> **Text**
########################################

The week after the Overland post, other songs that might comprise a revolution’s soundtrack kept coming to mind, and occasionally to my lips, often in the oddest places; standing in a queue in my local supermarket and finding myself humming ‘Kill the Poor’ ; digging in the garden and planting fruit trees and suddenly remembering a concert a few years ago in Brisbane by the string quartet, the Kronos Quartet, when having made clear their feelings about the illegality of the Iraq War to an audience of exceedingly well-dressed and none-too-happy classical music lovers, they launched into a blistering cover of Jimi Hendrix’ famous demolition of the ‘Star Spangled Banner’. And I remembered too, if remembering is what it is, that songs for a revolutionary soundtrack don’t just encompass political anthems. I remembered the first time I heard the Gang of Four’s anti-lovesong ‘Anthrax’, with its wonderful doubled-lyrics, when I was eighteen or nineteen and living in a house full of junkies in Adelaide, and feeling that my heart was being turned inside out.

I remembered that the only songs that matter to me are revolutionary songs of one kind or another, songs that give me that remembrance.

########################################

> **Stated task**
Carry on the essay about songs for a revolution's soundtrack from its last sentence.

########################################

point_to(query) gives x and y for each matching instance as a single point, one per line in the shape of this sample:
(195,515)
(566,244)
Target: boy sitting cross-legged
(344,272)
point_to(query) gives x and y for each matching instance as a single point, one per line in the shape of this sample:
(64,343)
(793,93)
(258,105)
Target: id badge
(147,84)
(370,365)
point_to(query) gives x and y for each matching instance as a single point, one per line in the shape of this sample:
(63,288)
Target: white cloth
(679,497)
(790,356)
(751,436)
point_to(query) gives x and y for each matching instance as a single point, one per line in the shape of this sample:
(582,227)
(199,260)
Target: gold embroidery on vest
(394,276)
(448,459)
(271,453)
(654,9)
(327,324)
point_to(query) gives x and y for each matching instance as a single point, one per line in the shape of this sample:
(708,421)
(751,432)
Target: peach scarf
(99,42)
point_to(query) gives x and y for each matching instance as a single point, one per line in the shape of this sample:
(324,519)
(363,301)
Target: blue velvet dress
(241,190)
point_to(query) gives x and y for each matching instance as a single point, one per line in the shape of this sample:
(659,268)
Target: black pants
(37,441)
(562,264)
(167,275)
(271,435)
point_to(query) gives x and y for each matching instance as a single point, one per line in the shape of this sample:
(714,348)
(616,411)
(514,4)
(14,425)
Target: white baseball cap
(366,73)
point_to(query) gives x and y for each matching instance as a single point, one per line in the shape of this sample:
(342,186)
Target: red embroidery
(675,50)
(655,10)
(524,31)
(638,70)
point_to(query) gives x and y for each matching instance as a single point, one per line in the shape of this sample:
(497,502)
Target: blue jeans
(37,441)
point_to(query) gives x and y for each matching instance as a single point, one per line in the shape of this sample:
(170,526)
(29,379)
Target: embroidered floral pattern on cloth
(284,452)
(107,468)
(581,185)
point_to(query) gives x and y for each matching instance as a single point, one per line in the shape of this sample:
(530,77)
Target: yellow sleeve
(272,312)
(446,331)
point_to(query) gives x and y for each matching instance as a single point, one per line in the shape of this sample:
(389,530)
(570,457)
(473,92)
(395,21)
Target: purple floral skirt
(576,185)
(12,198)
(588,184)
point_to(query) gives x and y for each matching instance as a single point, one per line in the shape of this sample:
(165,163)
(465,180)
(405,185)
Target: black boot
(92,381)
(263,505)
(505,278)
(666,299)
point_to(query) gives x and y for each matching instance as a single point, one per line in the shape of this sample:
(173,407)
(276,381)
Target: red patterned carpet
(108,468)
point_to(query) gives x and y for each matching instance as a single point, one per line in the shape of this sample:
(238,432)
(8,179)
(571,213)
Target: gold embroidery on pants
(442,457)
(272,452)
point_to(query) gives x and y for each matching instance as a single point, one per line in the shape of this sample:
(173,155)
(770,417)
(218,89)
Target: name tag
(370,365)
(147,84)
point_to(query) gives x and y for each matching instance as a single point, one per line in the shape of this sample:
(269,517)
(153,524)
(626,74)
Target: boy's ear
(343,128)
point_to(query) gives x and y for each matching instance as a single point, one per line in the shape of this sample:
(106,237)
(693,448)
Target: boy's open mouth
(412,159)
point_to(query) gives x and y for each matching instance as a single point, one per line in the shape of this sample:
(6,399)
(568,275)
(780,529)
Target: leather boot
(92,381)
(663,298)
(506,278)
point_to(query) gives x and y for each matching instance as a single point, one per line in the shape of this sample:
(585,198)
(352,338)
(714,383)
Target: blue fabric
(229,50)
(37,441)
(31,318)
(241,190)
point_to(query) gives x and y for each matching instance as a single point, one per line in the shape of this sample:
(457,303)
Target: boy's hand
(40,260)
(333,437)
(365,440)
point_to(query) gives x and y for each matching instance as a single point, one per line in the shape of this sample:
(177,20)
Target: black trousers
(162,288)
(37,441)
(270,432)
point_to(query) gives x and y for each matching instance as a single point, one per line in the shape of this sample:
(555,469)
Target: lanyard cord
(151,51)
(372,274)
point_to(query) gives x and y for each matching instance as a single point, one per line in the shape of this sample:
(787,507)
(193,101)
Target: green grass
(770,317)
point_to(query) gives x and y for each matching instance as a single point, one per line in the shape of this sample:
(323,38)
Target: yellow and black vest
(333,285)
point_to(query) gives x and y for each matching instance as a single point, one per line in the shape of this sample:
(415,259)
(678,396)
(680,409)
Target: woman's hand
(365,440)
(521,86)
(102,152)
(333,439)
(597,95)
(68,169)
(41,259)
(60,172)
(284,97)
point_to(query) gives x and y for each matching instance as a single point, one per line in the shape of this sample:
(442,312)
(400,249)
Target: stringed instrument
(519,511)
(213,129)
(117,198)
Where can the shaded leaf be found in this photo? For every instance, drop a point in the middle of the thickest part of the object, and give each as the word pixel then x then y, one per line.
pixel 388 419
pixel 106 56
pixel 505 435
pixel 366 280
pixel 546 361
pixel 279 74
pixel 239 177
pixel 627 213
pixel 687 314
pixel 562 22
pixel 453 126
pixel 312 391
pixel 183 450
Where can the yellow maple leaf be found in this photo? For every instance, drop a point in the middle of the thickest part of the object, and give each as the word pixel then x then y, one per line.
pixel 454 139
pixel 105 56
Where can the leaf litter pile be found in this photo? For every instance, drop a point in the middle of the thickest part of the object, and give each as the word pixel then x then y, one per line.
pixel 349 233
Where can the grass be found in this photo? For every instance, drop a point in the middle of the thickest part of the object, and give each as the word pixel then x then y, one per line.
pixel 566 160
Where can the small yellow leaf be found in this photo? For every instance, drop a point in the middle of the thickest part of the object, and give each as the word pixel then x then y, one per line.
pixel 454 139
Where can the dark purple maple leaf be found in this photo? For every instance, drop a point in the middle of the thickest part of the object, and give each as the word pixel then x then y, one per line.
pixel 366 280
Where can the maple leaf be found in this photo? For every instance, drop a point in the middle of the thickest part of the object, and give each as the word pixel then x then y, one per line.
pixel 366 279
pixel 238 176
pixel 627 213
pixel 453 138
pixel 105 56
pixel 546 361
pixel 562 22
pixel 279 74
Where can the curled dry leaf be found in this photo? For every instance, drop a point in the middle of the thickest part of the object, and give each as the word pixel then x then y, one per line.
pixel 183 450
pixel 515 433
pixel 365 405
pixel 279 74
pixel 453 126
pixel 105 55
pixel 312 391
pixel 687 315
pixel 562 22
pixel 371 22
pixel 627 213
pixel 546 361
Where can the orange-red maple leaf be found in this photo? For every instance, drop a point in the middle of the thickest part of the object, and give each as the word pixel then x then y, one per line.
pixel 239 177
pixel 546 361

########################################

> **Reply**
Of course all the heroic and supposedly revolutionary actions we imagine ourselves engaging in come with a personal soundtrack. In fantasy anyway. In reality, what is revolutionary gets carried on the bare bloodied bones of whatever shreds of integrity you can muster in times of utter desperation when your life has gone to pieces, your mind is paralysed with fear, the bottom has fallen out of your heart and you suddenly find yourself critically short of friends.

Maybe for those of us with a kind of disposition sometimes called genius, a song or book is born in those terror-stricken moments, and for a shorter or longer time creates a rupture somewhere where no rupture seemed possible. For the rest of us, who are not so inclined, these are the songs and books we turn to, sitting on the floor of the empty house, or wandering dark streets in the rain wondering where the hell we’re going to sleep, or standing among strangers mindlessly unable to come to terms with whatever catastrophe has deprived us of the one we love. That’s when we might find ourselves singing silently, over and over, the song of revolution, the thing that find its way to us through our murky days.

This is half a universe away from the song of nostalgia – the thing that happens to let you know your life has turned into some kind of lame rom-com – like a bunch of people at a sixties-themed cocktail party all drunkenly singing ‘Give Peace A Chance’, then sleeping off their hangovers and heading back to work on Monday to put the screws on someone on behalf of Centrelink. For those things to become possible, we have to have caved in somewhere, most likely to some politic of personal enjoyment, a politic in which we are free to listen to whatever we like, and indeed sing about whatever we like, as long as, in the words of the Clash’s ‘Know Your Rights’, we’re not dum enough to actually try it.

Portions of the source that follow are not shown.